* [To be done]:
Retype exactly the lines that run from the line with "Each instance gets a single point. Label the soccer" to the final line of the entries, keeping both ends and nothing else.

* [Record list]:
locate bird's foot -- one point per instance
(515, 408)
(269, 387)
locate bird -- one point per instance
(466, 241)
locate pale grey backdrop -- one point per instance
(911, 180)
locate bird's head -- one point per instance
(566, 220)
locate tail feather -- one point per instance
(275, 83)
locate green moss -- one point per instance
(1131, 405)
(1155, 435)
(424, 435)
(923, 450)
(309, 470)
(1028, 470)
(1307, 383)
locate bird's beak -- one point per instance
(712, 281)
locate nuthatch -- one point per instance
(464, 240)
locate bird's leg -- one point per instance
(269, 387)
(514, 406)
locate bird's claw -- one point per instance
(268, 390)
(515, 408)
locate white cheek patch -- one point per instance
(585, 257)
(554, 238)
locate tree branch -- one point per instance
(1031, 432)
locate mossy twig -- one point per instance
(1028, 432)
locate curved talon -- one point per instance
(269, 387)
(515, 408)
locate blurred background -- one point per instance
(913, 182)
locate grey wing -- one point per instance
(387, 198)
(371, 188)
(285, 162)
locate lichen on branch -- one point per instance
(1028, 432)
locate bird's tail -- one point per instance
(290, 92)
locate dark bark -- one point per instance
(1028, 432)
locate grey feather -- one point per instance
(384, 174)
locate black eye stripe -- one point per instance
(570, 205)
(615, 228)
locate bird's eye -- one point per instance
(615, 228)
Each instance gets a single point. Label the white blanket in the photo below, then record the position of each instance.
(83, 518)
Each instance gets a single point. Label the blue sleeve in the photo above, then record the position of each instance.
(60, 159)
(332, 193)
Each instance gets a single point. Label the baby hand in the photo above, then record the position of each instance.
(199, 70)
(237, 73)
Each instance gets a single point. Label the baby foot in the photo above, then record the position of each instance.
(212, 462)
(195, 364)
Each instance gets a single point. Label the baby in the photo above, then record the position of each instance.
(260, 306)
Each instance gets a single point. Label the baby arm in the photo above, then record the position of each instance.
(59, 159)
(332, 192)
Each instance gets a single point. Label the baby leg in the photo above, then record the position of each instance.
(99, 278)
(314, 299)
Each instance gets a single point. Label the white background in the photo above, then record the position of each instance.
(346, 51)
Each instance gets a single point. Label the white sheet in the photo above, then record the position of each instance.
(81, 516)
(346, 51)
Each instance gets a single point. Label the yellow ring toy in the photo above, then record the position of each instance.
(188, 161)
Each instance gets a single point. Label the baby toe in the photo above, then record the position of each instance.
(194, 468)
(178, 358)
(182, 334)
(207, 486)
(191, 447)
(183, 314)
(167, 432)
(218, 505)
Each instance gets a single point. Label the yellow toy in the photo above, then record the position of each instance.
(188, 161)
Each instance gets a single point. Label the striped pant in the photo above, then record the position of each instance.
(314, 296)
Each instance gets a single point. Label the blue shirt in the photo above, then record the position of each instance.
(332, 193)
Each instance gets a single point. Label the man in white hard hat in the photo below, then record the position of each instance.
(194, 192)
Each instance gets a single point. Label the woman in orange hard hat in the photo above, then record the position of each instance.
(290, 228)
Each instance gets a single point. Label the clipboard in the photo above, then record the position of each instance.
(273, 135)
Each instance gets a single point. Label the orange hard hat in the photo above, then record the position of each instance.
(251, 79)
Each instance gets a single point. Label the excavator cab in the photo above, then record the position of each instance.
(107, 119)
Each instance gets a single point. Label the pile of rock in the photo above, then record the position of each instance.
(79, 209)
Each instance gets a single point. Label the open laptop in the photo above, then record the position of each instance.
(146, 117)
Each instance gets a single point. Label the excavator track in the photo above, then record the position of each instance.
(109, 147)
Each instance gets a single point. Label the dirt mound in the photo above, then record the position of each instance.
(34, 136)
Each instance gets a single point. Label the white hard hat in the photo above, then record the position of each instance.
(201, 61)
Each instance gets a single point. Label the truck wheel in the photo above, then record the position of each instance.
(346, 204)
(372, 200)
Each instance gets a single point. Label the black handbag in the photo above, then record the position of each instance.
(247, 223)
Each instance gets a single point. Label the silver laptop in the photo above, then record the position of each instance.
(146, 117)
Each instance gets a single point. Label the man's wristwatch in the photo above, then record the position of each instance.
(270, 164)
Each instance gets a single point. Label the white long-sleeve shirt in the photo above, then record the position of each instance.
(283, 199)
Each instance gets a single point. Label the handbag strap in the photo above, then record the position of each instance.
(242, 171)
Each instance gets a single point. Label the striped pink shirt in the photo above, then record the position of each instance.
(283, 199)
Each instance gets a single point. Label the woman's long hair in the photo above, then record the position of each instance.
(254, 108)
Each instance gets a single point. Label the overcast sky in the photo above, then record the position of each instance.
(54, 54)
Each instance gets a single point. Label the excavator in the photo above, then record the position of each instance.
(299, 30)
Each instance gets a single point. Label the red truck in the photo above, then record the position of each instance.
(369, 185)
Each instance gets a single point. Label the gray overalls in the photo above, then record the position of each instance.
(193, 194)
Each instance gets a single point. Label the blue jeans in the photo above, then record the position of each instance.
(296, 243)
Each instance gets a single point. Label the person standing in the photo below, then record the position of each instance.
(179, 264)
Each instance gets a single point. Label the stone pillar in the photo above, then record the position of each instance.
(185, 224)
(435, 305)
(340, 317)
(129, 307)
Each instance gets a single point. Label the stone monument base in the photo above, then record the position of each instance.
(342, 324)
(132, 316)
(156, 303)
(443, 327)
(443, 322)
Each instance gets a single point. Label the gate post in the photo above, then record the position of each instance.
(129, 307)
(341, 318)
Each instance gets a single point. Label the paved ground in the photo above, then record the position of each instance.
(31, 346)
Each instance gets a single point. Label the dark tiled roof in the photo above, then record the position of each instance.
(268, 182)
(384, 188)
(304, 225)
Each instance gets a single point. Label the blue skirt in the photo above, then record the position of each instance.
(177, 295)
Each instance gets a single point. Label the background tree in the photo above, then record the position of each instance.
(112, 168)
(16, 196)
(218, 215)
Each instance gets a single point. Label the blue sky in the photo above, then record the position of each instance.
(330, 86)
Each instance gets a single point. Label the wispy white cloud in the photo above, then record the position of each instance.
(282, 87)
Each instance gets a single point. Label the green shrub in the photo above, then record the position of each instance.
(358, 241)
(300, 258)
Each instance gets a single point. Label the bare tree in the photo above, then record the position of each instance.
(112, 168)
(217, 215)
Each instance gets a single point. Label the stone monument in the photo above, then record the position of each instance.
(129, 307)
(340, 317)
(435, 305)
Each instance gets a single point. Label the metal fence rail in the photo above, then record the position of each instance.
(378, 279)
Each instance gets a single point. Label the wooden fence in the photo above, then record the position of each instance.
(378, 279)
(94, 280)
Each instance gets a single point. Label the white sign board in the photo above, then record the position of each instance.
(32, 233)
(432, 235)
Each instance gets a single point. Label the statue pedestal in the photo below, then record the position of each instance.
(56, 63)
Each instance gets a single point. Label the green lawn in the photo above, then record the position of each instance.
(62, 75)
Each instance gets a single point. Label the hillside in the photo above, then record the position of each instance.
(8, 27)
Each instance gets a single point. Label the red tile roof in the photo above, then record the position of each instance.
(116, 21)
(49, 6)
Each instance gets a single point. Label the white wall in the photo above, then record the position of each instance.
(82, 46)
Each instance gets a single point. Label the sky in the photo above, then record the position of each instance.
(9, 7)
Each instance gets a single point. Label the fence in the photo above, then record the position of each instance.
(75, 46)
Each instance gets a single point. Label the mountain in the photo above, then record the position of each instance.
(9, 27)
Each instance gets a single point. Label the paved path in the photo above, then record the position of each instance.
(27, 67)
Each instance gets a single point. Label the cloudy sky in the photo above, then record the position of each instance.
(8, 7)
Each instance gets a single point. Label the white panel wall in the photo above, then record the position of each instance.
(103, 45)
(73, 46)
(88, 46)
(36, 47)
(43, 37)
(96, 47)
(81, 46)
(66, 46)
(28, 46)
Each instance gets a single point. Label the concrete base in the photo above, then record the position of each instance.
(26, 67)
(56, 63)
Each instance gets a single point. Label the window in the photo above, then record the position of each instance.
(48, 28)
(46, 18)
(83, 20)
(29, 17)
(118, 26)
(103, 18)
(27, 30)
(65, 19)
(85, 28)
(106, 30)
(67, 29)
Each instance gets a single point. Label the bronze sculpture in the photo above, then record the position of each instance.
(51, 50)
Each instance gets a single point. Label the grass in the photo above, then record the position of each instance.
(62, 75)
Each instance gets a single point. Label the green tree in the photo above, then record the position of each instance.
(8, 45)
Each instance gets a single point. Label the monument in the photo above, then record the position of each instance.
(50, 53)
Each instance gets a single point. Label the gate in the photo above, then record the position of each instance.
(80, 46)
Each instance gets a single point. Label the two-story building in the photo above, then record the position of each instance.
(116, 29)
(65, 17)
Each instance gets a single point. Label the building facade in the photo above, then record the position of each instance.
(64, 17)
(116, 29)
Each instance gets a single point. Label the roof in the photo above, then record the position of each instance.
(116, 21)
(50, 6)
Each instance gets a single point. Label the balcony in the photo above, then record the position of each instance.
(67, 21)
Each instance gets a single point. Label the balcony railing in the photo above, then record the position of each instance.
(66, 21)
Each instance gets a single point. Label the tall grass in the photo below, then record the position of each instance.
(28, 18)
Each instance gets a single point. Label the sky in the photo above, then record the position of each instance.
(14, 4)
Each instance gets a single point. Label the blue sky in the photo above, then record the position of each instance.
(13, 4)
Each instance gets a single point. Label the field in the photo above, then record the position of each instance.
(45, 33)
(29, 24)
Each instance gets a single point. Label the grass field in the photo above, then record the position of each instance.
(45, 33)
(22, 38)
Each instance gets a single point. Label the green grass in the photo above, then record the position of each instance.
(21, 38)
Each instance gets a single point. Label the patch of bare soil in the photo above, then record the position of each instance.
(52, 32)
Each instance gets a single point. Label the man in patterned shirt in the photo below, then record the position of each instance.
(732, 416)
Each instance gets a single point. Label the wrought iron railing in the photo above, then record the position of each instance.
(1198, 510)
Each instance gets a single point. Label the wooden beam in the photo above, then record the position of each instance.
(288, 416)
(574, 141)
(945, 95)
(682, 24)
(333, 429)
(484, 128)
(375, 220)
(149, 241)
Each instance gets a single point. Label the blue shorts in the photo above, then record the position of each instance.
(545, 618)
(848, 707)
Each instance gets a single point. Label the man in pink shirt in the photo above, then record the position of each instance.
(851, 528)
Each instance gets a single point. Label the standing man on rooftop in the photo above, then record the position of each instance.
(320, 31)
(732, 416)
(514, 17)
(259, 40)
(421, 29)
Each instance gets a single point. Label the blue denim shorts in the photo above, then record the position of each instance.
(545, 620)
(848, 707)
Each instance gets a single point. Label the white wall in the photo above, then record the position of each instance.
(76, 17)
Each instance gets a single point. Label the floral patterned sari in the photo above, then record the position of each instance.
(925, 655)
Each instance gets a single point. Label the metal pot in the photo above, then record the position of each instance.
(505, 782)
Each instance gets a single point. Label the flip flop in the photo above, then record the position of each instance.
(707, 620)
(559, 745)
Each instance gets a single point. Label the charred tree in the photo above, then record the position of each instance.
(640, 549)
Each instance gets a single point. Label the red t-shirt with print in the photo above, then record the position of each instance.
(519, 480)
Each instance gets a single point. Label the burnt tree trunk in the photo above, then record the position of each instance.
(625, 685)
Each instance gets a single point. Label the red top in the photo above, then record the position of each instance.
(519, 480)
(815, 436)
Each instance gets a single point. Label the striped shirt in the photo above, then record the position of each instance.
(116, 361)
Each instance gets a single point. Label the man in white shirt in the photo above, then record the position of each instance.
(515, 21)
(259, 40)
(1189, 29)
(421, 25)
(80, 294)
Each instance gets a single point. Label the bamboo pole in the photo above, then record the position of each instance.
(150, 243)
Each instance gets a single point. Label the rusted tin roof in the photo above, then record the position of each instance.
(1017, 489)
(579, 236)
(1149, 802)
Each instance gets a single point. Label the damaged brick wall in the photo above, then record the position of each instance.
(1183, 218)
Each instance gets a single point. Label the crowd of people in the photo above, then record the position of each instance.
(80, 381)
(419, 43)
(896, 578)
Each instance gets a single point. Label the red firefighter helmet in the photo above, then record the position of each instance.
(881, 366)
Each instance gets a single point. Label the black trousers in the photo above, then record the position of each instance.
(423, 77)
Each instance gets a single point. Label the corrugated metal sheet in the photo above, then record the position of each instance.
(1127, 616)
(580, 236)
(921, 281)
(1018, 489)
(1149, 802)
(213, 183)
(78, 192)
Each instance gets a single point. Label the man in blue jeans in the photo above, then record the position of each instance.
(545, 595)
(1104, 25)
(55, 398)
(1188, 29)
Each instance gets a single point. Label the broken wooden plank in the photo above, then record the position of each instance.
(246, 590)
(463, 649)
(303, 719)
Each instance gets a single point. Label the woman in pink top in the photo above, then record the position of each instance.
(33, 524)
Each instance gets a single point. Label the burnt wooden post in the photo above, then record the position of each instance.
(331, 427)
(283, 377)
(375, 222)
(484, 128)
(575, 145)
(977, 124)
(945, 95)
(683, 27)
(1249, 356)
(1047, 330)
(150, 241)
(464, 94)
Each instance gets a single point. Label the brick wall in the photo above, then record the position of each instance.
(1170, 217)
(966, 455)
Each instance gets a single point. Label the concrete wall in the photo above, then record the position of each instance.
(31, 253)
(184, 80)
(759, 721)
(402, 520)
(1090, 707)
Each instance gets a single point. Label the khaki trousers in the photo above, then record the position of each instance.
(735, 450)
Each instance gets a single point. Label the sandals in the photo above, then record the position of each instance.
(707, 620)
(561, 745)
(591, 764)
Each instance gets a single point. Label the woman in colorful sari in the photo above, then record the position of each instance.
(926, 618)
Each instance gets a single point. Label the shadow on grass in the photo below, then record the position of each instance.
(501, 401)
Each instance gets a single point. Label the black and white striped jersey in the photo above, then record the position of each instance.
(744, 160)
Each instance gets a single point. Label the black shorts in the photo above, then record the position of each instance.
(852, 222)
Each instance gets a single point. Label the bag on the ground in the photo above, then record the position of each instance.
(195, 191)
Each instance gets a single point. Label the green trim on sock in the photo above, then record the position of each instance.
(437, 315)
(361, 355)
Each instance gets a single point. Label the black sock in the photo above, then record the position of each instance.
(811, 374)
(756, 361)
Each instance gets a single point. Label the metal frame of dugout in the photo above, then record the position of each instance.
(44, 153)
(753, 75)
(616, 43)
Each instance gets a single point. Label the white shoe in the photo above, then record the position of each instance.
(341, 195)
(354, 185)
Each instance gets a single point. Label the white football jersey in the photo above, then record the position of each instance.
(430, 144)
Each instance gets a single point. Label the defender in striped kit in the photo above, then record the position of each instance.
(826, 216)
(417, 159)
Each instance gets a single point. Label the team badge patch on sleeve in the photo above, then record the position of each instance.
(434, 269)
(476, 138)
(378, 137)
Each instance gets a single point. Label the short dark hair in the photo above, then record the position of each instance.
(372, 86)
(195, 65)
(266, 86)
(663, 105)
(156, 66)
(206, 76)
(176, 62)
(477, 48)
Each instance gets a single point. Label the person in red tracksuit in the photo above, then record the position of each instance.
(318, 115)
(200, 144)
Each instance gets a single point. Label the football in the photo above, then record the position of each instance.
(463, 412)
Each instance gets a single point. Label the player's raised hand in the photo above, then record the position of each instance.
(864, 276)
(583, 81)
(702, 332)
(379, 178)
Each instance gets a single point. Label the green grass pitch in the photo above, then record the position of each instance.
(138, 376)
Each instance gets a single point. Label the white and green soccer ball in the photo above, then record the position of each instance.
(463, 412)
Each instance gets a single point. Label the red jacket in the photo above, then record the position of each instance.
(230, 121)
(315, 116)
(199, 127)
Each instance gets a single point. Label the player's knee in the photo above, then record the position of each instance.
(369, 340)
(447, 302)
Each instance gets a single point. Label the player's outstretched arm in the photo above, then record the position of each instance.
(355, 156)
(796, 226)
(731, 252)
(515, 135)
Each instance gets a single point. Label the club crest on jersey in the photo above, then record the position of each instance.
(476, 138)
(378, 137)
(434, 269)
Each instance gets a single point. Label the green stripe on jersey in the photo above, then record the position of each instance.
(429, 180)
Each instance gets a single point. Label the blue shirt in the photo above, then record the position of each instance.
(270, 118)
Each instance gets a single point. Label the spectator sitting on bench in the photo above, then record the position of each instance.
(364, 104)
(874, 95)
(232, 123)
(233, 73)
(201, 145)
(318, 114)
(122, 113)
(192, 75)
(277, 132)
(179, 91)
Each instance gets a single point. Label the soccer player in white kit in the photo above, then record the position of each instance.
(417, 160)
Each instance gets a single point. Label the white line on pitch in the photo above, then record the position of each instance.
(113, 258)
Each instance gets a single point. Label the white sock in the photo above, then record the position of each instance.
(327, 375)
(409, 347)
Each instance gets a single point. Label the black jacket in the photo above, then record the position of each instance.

* [Full solution]:
Each instance gets a single point. Label the soccer player in white kit in the photo above, then record the position of each instance.
(417, 160)
Each instance gets a single point. Label the white line on pitch in the photo above, then record the position of each instance.
(113, 258)
Each instance gets a single point. Label the white sock in the photo above, then record the position of each instance.
(327, 375)
(409, 347)
Each instance gets a single point. Label the black jacket in the photo above, then record the position of each instance.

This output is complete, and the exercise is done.